**WORK REQUIRED:** Please write out the material from the line containing "panel, giving x and y for each instance?" through the end, changing "point out" to "mark" and leaving everything else the same.

**MATERIAL SUPPLIED:**
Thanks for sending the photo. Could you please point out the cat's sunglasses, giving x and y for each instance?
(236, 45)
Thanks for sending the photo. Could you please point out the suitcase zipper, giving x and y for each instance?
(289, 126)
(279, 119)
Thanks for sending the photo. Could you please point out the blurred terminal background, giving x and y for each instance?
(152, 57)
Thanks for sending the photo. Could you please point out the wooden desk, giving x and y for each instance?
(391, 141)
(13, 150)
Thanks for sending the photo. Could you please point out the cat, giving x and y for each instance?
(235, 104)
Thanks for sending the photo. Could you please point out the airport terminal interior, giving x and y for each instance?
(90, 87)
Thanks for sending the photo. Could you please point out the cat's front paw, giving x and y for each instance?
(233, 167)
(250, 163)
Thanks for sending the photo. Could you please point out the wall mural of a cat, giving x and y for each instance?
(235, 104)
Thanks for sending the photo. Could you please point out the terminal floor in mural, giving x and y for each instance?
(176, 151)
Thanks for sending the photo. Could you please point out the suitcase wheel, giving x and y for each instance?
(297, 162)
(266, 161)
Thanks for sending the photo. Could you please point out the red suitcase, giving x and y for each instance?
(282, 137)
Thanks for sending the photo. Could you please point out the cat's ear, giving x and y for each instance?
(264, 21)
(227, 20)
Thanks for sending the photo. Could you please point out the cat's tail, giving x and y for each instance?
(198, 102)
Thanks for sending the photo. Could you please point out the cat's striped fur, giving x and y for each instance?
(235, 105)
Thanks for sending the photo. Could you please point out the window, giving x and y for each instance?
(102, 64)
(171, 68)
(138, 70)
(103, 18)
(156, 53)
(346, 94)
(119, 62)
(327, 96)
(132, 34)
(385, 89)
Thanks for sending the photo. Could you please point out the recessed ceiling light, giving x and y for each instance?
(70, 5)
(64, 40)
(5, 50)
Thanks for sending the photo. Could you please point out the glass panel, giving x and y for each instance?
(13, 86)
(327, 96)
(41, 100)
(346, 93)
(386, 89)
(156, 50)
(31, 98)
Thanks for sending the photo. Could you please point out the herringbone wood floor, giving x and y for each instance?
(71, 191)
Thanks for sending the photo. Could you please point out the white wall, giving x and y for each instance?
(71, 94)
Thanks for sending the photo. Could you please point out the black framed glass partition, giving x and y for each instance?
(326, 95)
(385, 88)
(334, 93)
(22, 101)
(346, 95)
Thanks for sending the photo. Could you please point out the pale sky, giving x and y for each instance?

**ANSWER TO THE TASK:**
Thanks for sending the photo. Could you please mark the glass panel, giving x and y for each instance?
(13, 86)
(327, 96)
(41, 100)
(346, 93)
(386, 89)
(156, 50)
(31, 98)
Thanks for sending the photo. Could you please mark the herringbone wood floor, giving x and y for each instance?
(71, 191)
Thanks for sending the photo. Could you please mark the white wall, giving x and y for each instance?
(71, 94)
Thanks for sending the photo. Could you please mark the black framed glass partition, giving x and y for each instance?
(326, 95)
(385, 88)
(334, 93)
(22, 101)
(346, 95)
Thanks for sending the photo. Could you please mark the pale sky, giving x and y for each instance?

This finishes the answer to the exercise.